Epizody z życia mojej mamy recenzja

Wspomnienia o matce - różne oblicza, jedna kobieta.

Autor: @gloria11 ·3 minuty
2020-11-09
1 komentarz
4 Polubienia

„Epizody z życia mojej mamy” to w zasadzie tytuł, który mówi wszystko na temat tej książki. Poznajemy w niej bowiem Ksawerego, a także jego rodzinę – i najważniejszą osobę w jego życiu, czyli właśnie mamę. Mama głównego bohatera to osoba o wielu twarzach, pełna ciepła i wad, którą być może każdy spotkał w życiu. W opowieści tej poznajemy każdy aspekt jej życia; dowiadujemy się o jej przyjaciołach, pasjach, nauce wyniesionej z życia, ale także tych mniej kolorowych szczegółach – błędach, grzechach, niezrealizowanych marzeniach. Oprócz mamy jednak ważną rolę w tej historii pełni ojciec i rodzeństwo Ksawerego. I tak mamy tutaj pełny obraz życia rodzinnego. Chciałoby się powiedzieć, że przecież to już było – że w każdej obyczajówce tak mamy. Co tutaj jest innego?

Zadanie do wykonania:
Sprawdź, czy poniższe zdania zgadzają się z recenzją książki „Epizody z życia mojej mamy”. Przy każdym odpowiedz tak lub nie i przytocz słowa recenzji, które o tym rozstrzygają.
1. Najważniejszą osobą w życiu Ksawerego jest jego mama.
2. Ojciec Ksawerego nie odgrywa w tej historii ważnej roli.
3. Książka pokazuje wyłącznie dobre strony życia mamy.

Wycinek danych:
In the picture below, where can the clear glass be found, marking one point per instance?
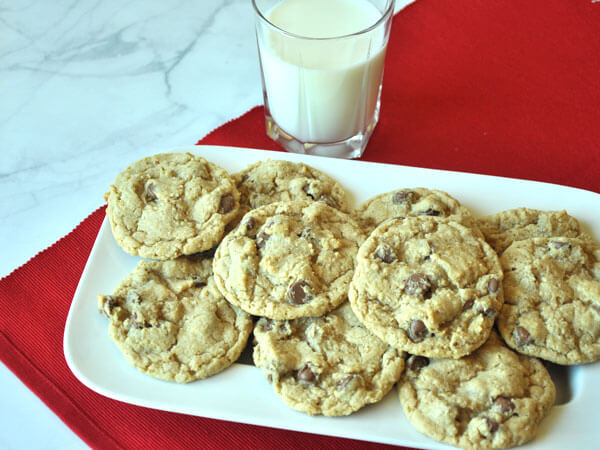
(322, 94)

Rozwiązanie zadania:
1. Tak: „najważniejszą osobę w jego życiu, czyli właśnie mamę”.
2. Nie: „Oprócz mamy jednak ważną rolę w tej historii pełni ojciec i rodzeństwo Ksawerego”.
3. Nie: „ale także tych mniej kolorowych szczegółach – błędach, grzechach, niezrealizowanych marzeniach”.